» **Study text**:
I feel that in contrast with the example which I wrote will work, I should actually provide an example, which will not work as expected. The following example is based on the fact that in C++, there exist three basic types of constants:

  1. Literals,
  2. Declared constants,
  3. Constant Expressions.

Constant expressions are any expressions, the parameters of which are never variables, always operators, functions, or other constants. While they can increase the efficiency with which the program works, the fact about constant expressions which needs to be remembered, is that by definition, the compiler will compute their values at compile-time, so that the run-time can make use of them. The example below is an example in which this happens, and which exists as an antithesis of the earlier example:

 


// This code exemplifies how certain types of
// computations will be performed by the compiler,
// and not by the compiled program at run-time.

// It uses 3 types of constants that exist in C++ .

#include <cstdio>

int main () {
	
	// A variable, initialized with a literal
	double x = 0;
	
	// A declared constant
	const double Pi = 3.141592653589;
	
	// A constant expression, being assigned to the variable
	x = ( Pi / 6 );
	
	printf("This is approximately Pi / 6 : %1.12f\n", x);
	
	return 0;
}


 


dirk@Plato:~/Programs$ ./simp_const
This is approximately Pi / 6 : 0.523598775598
dirk@Plato:~/Programs$


 

If this was practical code, there would be no problem with it, purely because it outputs the correct result. But if this example was used to test anything about how the run-time behaves, its innocent Math will suffer from one main problem:

When finally assigning a computed value to the double-precision floating-point variable ‘x’ , the value on the right-hand side of the assignment operator, the ‘=’ , is computed by the compiler, before a machine-language program has been generated, because all of its terms are either literals or declared constants.

» **Task requirements**:
a: Answer these questions about the passage on C++ constants:
(i) What three basic types of constants in C++ does it list?
(ii) What value is the declared constant Pi given in the code?
(iii) According to the final paragraph, what computes the value on the right-hand side of the assignment to 'x', and when?
b: Could you carry the passage on C++ constants forward from its last sentence?

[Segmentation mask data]
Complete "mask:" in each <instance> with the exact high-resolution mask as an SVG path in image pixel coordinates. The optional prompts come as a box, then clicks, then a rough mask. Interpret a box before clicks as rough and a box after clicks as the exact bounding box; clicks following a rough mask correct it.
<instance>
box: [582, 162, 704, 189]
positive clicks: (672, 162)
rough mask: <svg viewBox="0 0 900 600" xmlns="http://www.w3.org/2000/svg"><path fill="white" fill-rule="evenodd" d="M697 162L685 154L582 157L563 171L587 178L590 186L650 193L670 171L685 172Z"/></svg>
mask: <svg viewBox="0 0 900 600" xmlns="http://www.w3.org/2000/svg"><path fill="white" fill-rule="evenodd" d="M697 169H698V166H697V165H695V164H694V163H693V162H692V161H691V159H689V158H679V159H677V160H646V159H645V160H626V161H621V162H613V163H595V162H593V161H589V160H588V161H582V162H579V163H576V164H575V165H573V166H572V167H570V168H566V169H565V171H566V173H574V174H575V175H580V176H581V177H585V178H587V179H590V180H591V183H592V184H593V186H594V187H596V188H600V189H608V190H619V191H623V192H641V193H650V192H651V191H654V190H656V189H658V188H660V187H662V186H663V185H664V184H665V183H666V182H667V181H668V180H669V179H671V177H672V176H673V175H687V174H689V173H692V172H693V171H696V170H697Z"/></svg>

» **Answers to this exercise**:
a:
(i) Literals, declared constants and constant expressions.
(ii) 3.141592653589
(iii) The compiler computes it before a machine-language program has been generated.

b:
This program really only tests, how well the ‘printf()’ function is able to print a double-precision value, when instructed exactly in what format to do so. That value is contained in the machine-code of the run-time, and not computed by it.

BTW, There exists a type of object in C, called a Compound Literal, which is written as an Initializer List, preceded by a data-type, as if to type-cast that initializer list to that data-type. But, because all manner of syntax that involves initializer lists is distinctly C and not C++ , I’ve never given much attention to compound literals.

(Edit 11/13/2017 : )

In other words, if the code above contained a term of the form

( 1 / ( 1 / Pi ))

Then chances are high, that because this also involves a constant expression, the compiler may simplify it to

( Pi )

Without giving the programmer any opportunity, to test the ability of the CPU, to compute any reciprocals.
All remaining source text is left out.